- [THE INPUT]
= = =
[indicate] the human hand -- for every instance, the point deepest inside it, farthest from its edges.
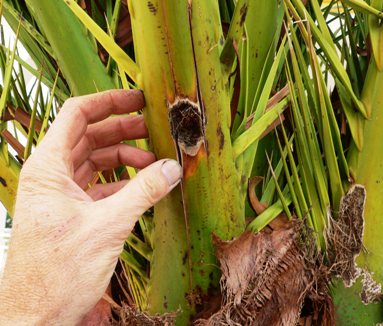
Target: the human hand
(65, 240)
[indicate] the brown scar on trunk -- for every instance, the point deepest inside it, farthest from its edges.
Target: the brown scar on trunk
(345, 237)
(265, 277)
(191, 163)
(131, 316)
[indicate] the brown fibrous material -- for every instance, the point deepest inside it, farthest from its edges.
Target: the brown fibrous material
(266, 277)
(131, 316)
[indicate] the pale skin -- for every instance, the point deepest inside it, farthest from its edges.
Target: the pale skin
(66, 238)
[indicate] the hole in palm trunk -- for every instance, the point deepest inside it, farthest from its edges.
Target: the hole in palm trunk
(186, 124)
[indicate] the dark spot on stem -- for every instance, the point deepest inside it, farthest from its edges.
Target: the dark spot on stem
(3, 182)
(221, 137)
(184, 258)
(186, 125)
(243, 13)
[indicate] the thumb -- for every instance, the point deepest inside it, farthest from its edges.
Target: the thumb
(147, 188)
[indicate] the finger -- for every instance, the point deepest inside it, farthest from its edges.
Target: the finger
(77, 112)
(109, 158)
(100, 191)
(143, 191)
(108, 132)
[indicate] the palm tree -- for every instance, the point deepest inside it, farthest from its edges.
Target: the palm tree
(275, 119)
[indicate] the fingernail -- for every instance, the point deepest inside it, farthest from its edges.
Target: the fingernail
(172, 171)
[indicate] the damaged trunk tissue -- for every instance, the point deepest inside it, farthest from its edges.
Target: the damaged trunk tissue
(186, 125)
(345, 243)
(265, 278)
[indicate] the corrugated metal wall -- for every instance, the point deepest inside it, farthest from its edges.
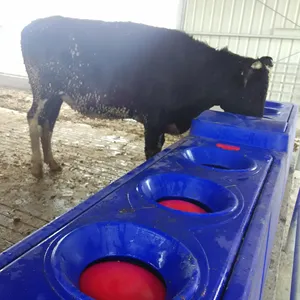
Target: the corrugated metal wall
(253, 28)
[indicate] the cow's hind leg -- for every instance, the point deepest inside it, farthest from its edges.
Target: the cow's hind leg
(47, 122)
(154, 140)
(34, 133)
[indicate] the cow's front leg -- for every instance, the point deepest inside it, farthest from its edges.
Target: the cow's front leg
(154, 141)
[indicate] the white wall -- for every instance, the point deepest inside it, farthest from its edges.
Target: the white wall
(19, 13)
(254, 28)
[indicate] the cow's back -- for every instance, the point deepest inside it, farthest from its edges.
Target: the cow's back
(122, 63)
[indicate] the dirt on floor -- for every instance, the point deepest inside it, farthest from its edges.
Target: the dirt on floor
(93, 153)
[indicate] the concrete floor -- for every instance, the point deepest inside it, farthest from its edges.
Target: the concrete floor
(93, 154)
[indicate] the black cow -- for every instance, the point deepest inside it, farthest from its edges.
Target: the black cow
(160, 77)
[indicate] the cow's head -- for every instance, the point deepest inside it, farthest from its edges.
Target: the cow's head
(251, 83)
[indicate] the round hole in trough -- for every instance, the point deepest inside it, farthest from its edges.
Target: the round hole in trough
(118, 279)
(271, 111)
(219, 159)
(183, 205)
(206, 194)
(162, 258)
(273, 104)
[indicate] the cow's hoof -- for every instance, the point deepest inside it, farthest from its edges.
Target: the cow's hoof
(54, 166)
(37, 170)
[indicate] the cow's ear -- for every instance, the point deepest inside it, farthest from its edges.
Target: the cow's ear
(248, 72)
(267, 61)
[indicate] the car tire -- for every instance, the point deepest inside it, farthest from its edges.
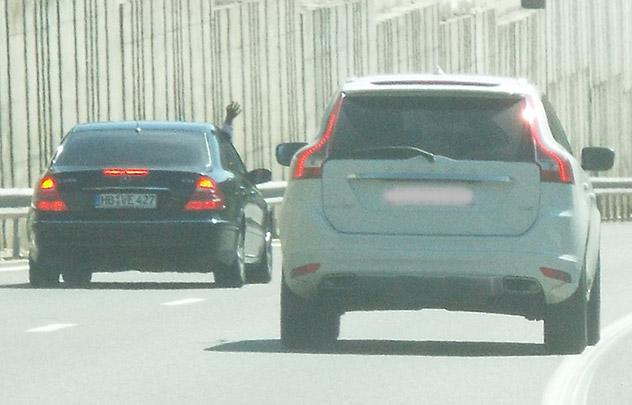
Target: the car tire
(42, 276)
(307, 324)
(233, 275)
(594, 309)
(77, 277)
(565, 324)
(261, 272)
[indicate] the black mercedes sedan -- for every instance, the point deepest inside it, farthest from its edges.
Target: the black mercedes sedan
(149, 196)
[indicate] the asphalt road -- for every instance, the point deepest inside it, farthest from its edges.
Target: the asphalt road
(173, 338)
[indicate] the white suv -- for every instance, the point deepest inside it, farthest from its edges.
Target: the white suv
(440, 191)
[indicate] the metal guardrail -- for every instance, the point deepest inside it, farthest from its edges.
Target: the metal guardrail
(614, 199)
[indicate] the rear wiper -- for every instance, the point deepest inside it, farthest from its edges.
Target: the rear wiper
(386, 152)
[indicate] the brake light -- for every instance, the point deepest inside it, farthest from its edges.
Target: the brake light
(206, 197)
(308, 162)
(113, 172)
(555, 167)
(47, 198)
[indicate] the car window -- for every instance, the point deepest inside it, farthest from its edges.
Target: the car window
(229, 157)
(127, 148)
(556, 125)
(462, 128)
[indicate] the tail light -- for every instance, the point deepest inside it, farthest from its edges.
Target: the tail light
(555, 167)
(206, 197)
(308, 162)
(47, 198)
(114, 172)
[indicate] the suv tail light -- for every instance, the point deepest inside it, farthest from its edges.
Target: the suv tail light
(555, 167)
(308, 161)
(46, 197)
(206, 197)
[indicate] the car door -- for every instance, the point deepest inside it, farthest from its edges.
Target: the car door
(254, 206)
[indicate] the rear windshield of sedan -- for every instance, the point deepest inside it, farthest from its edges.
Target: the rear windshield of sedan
(164, 149)
(461, 128)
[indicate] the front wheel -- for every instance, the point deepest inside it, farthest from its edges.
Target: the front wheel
(234, 275)
(307, 324)
(594, 309)
(261, 272)
(77, 277)
(42, 276)
(566, 324)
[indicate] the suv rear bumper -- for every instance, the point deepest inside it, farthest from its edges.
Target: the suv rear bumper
(504, 295)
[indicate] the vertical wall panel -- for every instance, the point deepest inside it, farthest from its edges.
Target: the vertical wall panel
(70, 61)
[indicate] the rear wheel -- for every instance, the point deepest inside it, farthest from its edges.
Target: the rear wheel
(594, 309)
(565, 324)
(261, 272)
(234, 275)
(42, 276)
(307, 324)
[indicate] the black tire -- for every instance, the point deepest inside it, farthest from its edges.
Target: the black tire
(307, 324)
(42, 276)
(594, 309)
(261, 272)
(565, 324)
(234, 275)
(77, 277)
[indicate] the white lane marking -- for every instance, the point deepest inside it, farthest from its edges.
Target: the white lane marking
(51, 328)
(13, 268)
(571, 381)
(185, 301)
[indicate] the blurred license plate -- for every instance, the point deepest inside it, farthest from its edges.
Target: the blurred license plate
(127, 200)
(451, 196)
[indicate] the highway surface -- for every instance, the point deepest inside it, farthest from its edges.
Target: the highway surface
(172, 338)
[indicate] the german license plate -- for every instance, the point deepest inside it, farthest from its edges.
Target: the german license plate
(125, 200)
(429, 196)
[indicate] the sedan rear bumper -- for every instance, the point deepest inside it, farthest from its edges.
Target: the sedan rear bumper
(185, 246)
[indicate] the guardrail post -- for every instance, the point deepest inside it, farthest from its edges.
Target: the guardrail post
(16, 238)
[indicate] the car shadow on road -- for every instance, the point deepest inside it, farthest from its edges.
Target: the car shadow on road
(121, 286)
(394, 348)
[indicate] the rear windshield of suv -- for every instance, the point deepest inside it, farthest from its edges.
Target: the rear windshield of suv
(156, 149)
(461, 128)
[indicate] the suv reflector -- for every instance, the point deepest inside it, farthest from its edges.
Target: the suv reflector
(555, 274)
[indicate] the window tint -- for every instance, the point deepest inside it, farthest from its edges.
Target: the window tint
(557, 130)
(230, 158)
(463, 128)
(127, 148)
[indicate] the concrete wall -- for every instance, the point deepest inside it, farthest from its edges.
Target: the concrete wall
(70, 61)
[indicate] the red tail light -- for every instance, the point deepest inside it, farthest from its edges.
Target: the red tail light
(113, 171)
(555, 167)
(47, 198)
(308, 161)
(206, 197)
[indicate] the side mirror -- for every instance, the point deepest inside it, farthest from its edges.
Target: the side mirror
(597, 159)
(285, 152)
(533, 4)
(259, 176)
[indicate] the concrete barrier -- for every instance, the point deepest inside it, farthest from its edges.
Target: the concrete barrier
(70, 61)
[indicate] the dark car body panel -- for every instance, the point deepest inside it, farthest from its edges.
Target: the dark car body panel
(164, 238)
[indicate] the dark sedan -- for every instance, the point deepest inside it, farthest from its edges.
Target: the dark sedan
(149, 196)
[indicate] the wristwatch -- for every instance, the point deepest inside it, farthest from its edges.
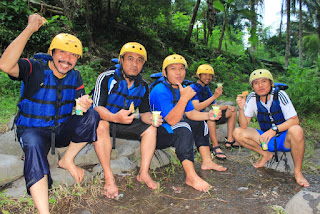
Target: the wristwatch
(275, 128)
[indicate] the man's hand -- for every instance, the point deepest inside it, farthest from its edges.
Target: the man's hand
(218, 92)
(211, 115)
(35, 21)
(266, 137)
(85, 102)
(123, 116)
(240, 101)
(186, 93)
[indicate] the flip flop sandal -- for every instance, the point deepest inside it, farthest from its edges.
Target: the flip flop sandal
(215, 153)
(231, 144)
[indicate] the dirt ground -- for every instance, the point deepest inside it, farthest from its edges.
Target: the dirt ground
(241, 189)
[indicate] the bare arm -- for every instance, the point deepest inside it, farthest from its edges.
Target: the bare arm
(176, 114)
(121, 116)
(243, 120)
(10, 57)
(202, 105)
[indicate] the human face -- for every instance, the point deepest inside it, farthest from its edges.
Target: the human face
(176, 73)
(205, 78)
(132, 63)
(261, 86)
(63, 62)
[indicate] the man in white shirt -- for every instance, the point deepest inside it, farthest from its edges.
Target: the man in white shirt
(278, 121)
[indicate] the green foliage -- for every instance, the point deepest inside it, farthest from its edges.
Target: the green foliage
(311, 47)
(304, 89)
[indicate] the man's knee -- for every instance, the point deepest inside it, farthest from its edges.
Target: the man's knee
(295, 132)
(103, 127)
(238, 133)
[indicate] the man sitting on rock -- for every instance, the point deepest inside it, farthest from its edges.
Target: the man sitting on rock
(183, 125)
(118, 92)
(278, 121)
(50, 86)
(205, 98)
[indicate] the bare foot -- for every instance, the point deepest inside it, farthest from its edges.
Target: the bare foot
(212, 165)
(263, 160)
(198, 183)
(75, 171)
(110, 190)
(301, 180)
(147, 180)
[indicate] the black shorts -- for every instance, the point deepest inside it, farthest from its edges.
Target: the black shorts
(131, 131)
(223, 118)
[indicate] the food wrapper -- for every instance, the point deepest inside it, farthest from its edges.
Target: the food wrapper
(131, 108)
(245, 94)
(44, 21)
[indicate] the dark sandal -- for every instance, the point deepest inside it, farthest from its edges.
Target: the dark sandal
(231, 144)
(215, 153)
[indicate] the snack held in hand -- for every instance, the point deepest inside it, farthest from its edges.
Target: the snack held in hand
(245, 94)
(155, 116)
(131, 108)
(219, 84)
(44, 21)
(78, 108)
(216, 110)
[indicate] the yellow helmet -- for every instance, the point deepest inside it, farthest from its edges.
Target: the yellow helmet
(66, 42)
(205, 69)
(133, 47)
(261, 73)
(172, 59)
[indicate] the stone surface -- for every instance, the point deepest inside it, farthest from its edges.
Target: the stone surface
(11, 168)
(9, 146)
(285, 163)
(304, 202)
(62, 176)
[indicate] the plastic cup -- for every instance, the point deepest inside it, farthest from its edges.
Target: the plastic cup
(216, 110)
(78, 108)
(219, 84)
(155, 116)
(264, 146)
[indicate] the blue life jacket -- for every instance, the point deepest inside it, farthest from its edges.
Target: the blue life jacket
(119, 96)
(275, 116)
(202, 91)
(52, 103)
(161, 79)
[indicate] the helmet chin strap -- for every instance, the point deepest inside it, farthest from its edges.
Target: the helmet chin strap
(130, 77)
(170, 83)
(266, 95)
(202, 82)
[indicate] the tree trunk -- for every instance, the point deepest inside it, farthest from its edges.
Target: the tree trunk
(222, 33)
(280, 28)
(287, 54)
(191, 24)
(300, 33)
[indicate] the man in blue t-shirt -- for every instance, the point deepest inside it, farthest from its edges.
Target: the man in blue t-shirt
(278, 121)
(118, 92)
(203, 99)
(183, 125)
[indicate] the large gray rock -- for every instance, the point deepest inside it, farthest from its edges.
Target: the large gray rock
(285, 163)
(304, 202)
(62, 176)
(87, 156)
(11, 168)
(9, 146)
(18, 189)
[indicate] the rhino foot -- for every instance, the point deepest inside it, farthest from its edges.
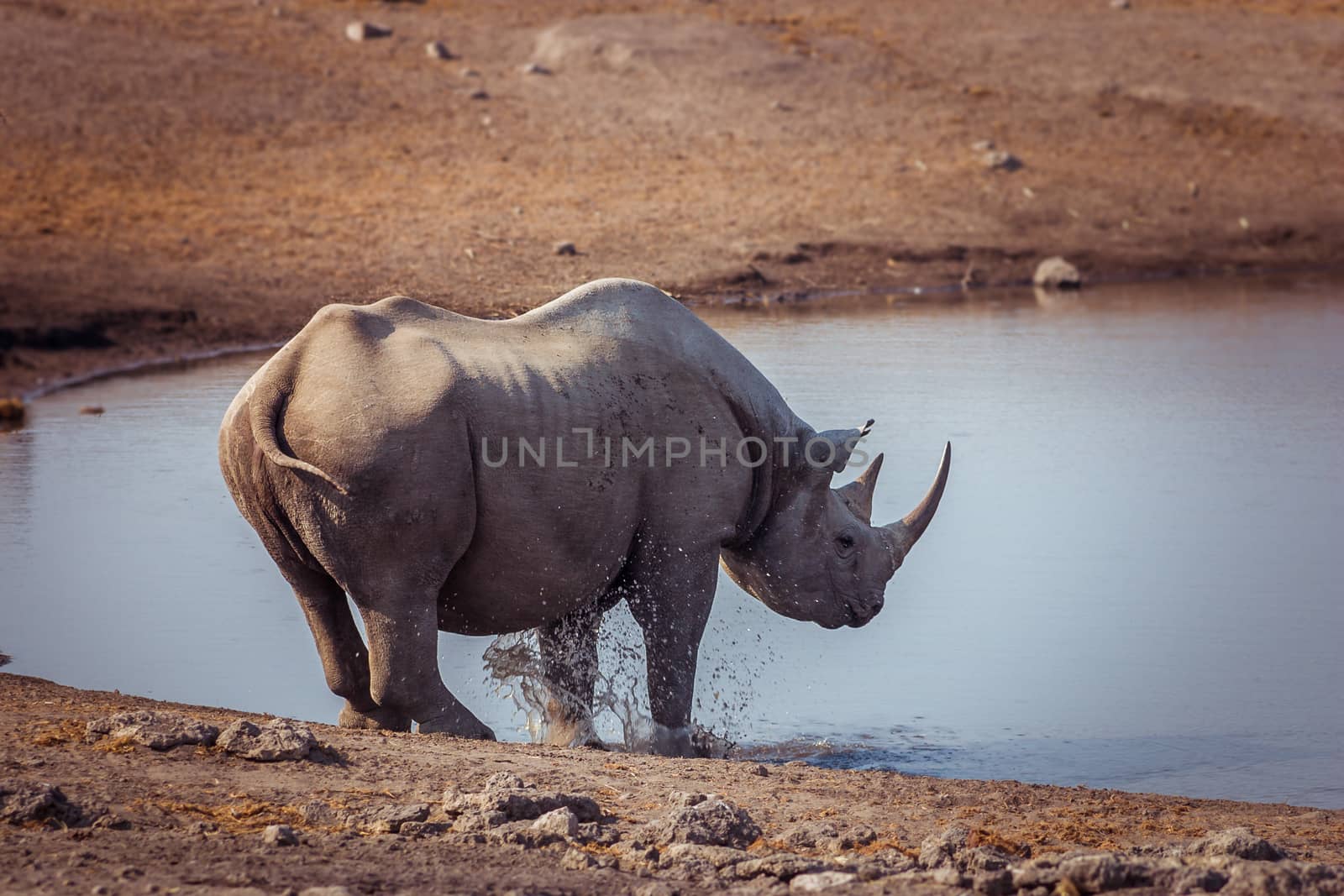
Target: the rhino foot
(457, 726)
(380, 719)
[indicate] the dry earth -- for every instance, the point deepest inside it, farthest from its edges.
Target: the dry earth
(181, 176)
(192, 820)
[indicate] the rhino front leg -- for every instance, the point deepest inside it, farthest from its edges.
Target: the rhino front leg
(403, 667)
(671, 607)
(569, 665)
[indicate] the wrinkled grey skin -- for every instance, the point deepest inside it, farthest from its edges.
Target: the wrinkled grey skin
(356, 456)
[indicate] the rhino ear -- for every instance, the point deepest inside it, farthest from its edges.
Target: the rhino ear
(830, 452)
(858, 495)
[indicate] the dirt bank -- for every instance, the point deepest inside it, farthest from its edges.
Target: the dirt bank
(179, 176)
(405, 813)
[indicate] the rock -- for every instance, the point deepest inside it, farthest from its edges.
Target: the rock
(562, 822)
(13, 410)
(783, 866)
(941, 849)
(1101, 872)
(152, 728)
(386, 820)
(992, 883)
(510, 799)
(1238, 842)
(22, 804)
(1055, 273)
(277, 741)
(577, 860)
(712, 822)
(820, 880)
(707, 857)
(1000, 160)
(280, 836)
(360, 31)
(423, 829)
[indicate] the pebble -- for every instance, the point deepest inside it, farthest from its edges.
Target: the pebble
(360, 31)
(820, 880)
(1000, 160)
(1057, 273)
(280, 836)
(559, 821)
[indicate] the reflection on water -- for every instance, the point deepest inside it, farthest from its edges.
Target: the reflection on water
(1131, 582)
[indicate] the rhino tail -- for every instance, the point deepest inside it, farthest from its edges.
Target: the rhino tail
(265, 410)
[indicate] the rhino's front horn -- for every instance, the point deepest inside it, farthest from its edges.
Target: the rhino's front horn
(909, 530)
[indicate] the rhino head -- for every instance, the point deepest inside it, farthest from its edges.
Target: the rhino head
(817, 557)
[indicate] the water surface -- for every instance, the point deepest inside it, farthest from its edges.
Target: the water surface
(1131, 584)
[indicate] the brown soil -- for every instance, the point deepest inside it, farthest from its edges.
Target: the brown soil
(181, 176)
(192, 817)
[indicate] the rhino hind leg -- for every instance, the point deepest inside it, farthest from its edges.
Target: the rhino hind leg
(570, 667)
(671, 604)
(403, 664)
(342, 649)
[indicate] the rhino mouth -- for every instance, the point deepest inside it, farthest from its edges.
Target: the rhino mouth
(860, 613)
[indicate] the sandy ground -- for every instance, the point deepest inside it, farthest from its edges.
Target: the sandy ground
(192, 819)
(181, 176)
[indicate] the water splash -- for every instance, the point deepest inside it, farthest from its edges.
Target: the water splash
(620, 699)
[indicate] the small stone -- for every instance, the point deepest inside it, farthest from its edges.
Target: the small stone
(152, 728)
(577, 860)
(561, 822)
(22, 804)
(820, 880)
(712, 822)
(1000, 160)
(277, 741)
(1238, 842)
(360, 31)
(1057, 273)
(941, 849)
(280, 836)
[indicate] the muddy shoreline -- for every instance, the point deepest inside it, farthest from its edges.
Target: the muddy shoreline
(208, 176)
(403, 813)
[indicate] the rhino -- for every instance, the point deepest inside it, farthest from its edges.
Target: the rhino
(496, 476)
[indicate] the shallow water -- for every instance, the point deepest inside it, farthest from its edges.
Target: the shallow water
(1131, 584)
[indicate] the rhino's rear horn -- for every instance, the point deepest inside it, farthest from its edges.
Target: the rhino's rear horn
(909, 530)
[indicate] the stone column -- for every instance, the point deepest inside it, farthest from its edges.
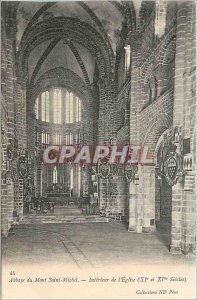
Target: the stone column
(183, 202)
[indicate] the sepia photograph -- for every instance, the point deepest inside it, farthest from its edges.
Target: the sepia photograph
(98, 149)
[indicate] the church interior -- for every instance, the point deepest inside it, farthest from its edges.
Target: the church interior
(95, 73)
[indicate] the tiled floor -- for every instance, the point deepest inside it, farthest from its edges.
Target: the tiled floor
(95, 244)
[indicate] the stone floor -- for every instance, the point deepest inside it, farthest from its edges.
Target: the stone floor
(94, 245)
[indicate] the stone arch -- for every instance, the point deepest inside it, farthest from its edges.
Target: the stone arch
(71, 29)
(157, 127)
(62, 77)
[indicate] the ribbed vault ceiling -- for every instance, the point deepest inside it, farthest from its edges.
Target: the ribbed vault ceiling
(105, 17)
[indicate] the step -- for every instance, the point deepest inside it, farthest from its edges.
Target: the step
(62, 219)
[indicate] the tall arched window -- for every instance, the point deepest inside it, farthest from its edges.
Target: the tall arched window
(65, 107)
(69, 107)
(71, 178)
(37, 108)
(78, 110)
(45, 138)
(57, 107)
(79, 179)
(55, 175)
(58, 138)
(45, 106)
(160, 18)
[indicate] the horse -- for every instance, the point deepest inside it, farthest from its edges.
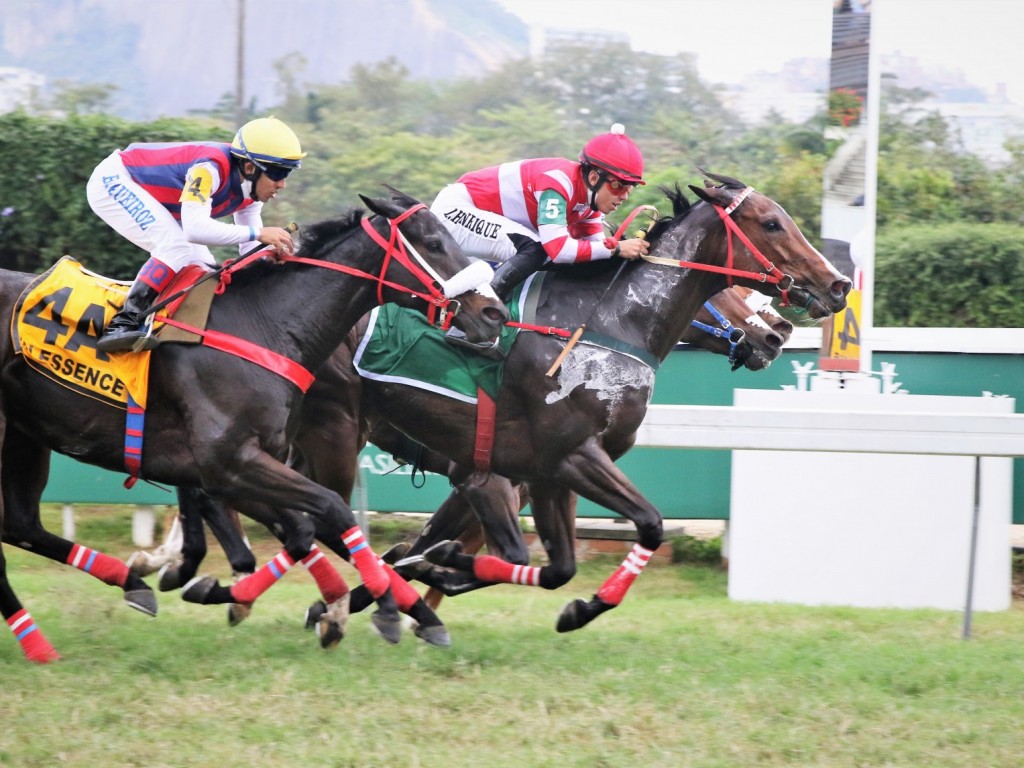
= = =
- [WHAT YOU ARE ASKED TO DO] Filter the rows above and copy each line that contains the string "sedan".

- [TASK SOLUTION]
[indicate] the black mercedes sedan -- for every instance, the point deepest inside it, farthest from its edges.
Target: the black mercedes sedan
[indicate] the rear windshield of sedan -- for every instance, the point deepest inside it, farthest from its edges.
Target: the rear windshield of sedan
[indicate] the sedan rear bumper -- for every instance, the point deepest inside it, farthest from its edges.
Target: the sedan rear bumper
[indicate] the dark sedan -- for every instance, the point deepest inside it, farthest from its edges.
Target: the dark sedan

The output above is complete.